◆ **Work to complete**:
• A. In the ballet review, on what date does New York City Ballet give George Balanchine a new ballet each year?
• B. Please list every dancer the ballet review names as performing in the two pas de deux.
• C. Carry the ballet review forward from its final sentence, keeping its voice and focus on the evening's program.

◆ **Passage provided**:
────────────────

NYCB dancers in Douglas Lee’s Lifecasting, photo by Paul Kolnik
George Balanchine is a lucky man. Every year he receives a new ballet on his birthday, January 22, from New York City Ballet. This year, the company not only honored Mr. B. on its “New Combinations” program, but also launched the Rudolf Nureyev Fund for Emerging Choreographers with a matching grant from the Rudolf Nureyev Dance Foundation. Nureyev never danced with NYCB; in fact, Balanchine told him, “You do not know how to dance the way we dance in our company.” However, Nureyev performed Balanchine works elsewhere, as the audience saw in some video clips before Tuesday evening’s performance. The program included works by choreographers from Russia, England, and France – the three countries most closely associated with Nureyev’s career.
The pas de deux from August Bournonville’s Flower Festival in Genzano was a pleasant opening to the performance. Abi Stafford and Gonzalo Garcia moved smoothly through the variations. They are both modest dancers, and their breezy movement quality lent itself well to Bournonville’s combinations of jumps and turns. The other pas de deux on the program, from Christopher Wheeldon’s After the Rain, was suspended between heaven and earth. To Arvo Pärt’s Spiegel im Spiegel for a solo piano and violin, Wendy Whelan and Sébastien Marcovici moved seamlessly and tenderly, luxuriating in each drawn-out moment. Her ethereality and his grounded quality balanced one another. Watching this heart-achingly beautiful movement made me forget that I was watching ballet in a large, indoor theater.

────────────────

◆ **Given information**:
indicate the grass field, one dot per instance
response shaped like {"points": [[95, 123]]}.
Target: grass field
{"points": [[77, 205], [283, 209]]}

────────────────

◆ **Results for each task**:
• A. January 22, his birthday.

• B. Abi Stafford, Gonzalo Garcia, Wendy Whelan, Sébastien Marcovici

• C.
Balanchine’s birthday present this year was Lifecasting by Douglas Lee, a British choreographer and principal dancer with Stuttgart Ballet. After just one viewing, this ballet left me puzzled. It felt reminiscent of other angst-filled ballets with edgy movement and minimalist music (this piece was set to Steve Reich and Ryoji Ikeda), but was still intriguing and certainly deserves another viewing. A cluster of suspended stage lights and sleek, gold costumes created a desolate, eerie world controlled by the dancers. Robert Fairchild was explosive in his opening solo as he curved his spine and rapidly spun his arms, and Ashley Bouder approached every movement with ferocity. The series of duets, solos, and ensemble work never fully cohered, and sometimes there was so much occurring simultaneously that I had trouble taking it all in. This performance of Lifecasting did not particularly speak to me, but another one (or two or three) probably will.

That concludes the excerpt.